This was no small thing. GE sells $60 billion a year in industrial equipment. But its most lucrative business is servicing the machines. Now software companies were looking to take a part of that pie, to get between GE and its largest source of profits. As Immelt would later say, “We cannot afford to concede how the data gathered in our industry is used by other companies.”

In 2012, GE unveiled its answer to these threats, a campaign it calls the “industrial Internet.” It included a new research lab across the bay from Silicon Valley, where it has hired 800 people, many of them programmers and data scientists.

“People have told companies like GE for years that they can’t be in the software business,” Immelt said last year. “We’re too slow. We’re big and dopey. But you know what? We are extremely dedicated to winning in the markets we’re in. And this is a to-the-death fight to remain relevant to our customers.”

=== EXERCISE MATERIAL ===
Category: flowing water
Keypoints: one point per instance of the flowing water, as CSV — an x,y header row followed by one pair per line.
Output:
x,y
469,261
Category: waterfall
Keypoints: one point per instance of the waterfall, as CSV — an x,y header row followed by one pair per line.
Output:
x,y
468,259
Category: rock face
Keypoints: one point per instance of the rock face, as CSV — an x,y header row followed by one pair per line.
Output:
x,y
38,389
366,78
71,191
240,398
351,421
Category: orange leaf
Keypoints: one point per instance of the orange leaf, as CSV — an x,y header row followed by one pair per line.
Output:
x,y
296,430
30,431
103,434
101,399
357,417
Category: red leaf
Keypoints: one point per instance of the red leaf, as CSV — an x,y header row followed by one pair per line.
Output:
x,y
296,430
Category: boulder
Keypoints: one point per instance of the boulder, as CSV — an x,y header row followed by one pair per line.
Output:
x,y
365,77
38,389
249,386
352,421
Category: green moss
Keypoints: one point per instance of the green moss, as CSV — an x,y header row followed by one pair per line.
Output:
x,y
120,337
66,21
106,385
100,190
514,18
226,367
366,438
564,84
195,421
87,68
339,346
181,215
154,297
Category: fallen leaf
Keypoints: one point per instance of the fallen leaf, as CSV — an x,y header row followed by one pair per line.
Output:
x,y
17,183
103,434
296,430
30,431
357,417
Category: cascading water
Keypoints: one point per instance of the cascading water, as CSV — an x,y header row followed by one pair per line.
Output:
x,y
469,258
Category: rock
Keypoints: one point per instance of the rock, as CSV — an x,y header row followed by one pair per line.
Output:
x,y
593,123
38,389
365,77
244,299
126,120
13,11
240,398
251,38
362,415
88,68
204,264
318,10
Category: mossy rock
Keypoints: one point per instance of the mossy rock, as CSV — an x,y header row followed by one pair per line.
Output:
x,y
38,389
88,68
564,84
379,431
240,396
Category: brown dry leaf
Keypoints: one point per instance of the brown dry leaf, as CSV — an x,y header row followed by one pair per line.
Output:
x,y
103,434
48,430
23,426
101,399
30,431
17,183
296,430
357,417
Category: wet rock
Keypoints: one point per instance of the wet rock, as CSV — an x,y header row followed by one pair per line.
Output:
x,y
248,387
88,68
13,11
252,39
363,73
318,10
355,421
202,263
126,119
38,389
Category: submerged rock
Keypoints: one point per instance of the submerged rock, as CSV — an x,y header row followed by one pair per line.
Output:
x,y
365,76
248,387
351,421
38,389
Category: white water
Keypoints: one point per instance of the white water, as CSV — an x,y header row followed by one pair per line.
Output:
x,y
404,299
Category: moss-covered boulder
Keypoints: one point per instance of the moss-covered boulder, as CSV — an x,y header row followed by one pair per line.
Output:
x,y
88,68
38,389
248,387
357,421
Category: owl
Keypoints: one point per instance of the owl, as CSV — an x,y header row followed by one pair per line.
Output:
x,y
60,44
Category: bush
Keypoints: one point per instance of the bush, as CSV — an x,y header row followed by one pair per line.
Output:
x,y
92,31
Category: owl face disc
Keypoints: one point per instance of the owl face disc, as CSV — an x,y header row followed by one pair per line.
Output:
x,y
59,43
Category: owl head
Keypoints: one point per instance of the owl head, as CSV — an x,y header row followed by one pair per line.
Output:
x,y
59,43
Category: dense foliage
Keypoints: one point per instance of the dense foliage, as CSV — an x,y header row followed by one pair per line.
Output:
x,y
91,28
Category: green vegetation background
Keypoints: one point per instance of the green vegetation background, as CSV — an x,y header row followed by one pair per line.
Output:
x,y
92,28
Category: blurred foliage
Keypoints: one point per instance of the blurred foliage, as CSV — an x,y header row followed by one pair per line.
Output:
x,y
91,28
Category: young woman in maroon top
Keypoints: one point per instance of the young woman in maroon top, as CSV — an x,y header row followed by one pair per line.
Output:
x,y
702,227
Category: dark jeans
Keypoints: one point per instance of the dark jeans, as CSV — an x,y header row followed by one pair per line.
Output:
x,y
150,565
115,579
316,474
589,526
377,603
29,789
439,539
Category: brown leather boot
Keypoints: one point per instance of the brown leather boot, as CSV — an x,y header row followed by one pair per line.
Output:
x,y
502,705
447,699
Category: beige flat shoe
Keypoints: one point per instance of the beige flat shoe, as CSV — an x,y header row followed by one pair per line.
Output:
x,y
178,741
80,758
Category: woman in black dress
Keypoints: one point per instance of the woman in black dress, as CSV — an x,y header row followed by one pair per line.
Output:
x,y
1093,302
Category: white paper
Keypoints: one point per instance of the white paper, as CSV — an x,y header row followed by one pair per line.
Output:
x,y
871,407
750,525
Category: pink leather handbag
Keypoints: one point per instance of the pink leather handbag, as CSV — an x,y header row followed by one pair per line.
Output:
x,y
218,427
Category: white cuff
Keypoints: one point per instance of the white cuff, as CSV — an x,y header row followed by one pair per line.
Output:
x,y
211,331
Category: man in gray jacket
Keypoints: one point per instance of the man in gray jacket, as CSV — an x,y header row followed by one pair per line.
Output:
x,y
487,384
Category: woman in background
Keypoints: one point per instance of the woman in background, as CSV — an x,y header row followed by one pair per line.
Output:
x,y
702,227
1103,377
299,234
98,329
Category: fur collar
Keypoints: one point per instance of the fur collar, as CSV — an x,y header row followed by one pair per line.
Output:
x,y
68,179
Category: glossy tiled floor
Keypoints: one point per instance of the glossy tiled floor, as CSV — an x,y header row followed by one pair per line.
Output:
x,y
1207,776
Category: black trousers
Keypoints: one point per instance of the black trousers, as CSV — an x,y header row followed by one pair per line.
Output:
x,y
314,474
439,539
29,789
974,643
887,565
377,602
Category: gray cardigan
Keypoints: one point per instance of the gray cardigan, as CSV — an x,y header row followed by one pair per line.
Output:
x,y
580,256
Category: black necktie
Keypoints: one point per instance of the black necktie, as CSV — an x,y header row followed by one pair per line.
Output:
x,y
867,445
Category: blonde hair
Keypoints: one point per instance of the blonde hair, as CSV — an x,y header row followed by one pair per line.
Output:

=== SET TASKS ===
[a] Give the rows again from the line holding "Category: fur collar" through the end of the rows, inclusive, switching "necktie" to "tie" and leaving everything else unchanged.
[b] Proceed with the passage about GE's software push, picking up right after its final sentence.

=== ANSWERS ===
[a]
Category: fur collar
Keypoints: one point per instance of the fur collar, as CSV — an x,y header row followed by one pair per line.
Output:
x,y
68,179
Category: glossy tiled floor
Keypoints: one point per instance of the glossy tiled floor, as CSV — an x,y header row followed by one pair per line.
Output:
x,y
1207,776
Category: black trousers
Keypoints: one point per instance of the black trousers, as CSV — an x,y header row followed by one pair per line.
Output:
x,y
314,474
439,539
29,789
974,643
887,565
377,602
Category: gray cardigan
Keypoints: one point per instance of the gray cardigan, as CSV — an x,y header row followed by one pair per line.
Output:
x,y
580,256
Category: black tie
Keypoints: one point per instance of the black tie, as CSV — an x,y header row followed by one pair per line.
Output:
x,y
867,445
Category: blonde hair
Keypoints: one point per instance of the blonde hair, as CSV — an x,y header row followed by one pair per line.
Output:

[b]
Peter Evans, then a GE executive, was given the job of shaping what he calls the “meta-narrative” around GE’s big launch. Industrial companies, which prize reliability, aren’t nearly as quick to jump for new technology as consumers. So GE’s industrial-Internet pitch was structured around the huge economic gains even a 1 percent improvement in efficiency might bring to a number of industries if they used more analytics software. That number was fairly arbitrary—something safe, “just 1 percent,” recalls Evans. But here Immelt’s marketing skills came into play. “Not ‘just 1 percent’,” he said, flipping it around. GE’s slogan would be “The Power of 1 Percent.”

In a stroke, GE had shifted the discussion about where the Internet was going next. Other companies had been talking about connecting cars and people and toasters. But manufacturing and industry account for a giant slice of global GDP. “All the appliances in your home could be wired up and monitored, but the kind of money you make in airlines or health care dwarfs that,” Immelt remarked.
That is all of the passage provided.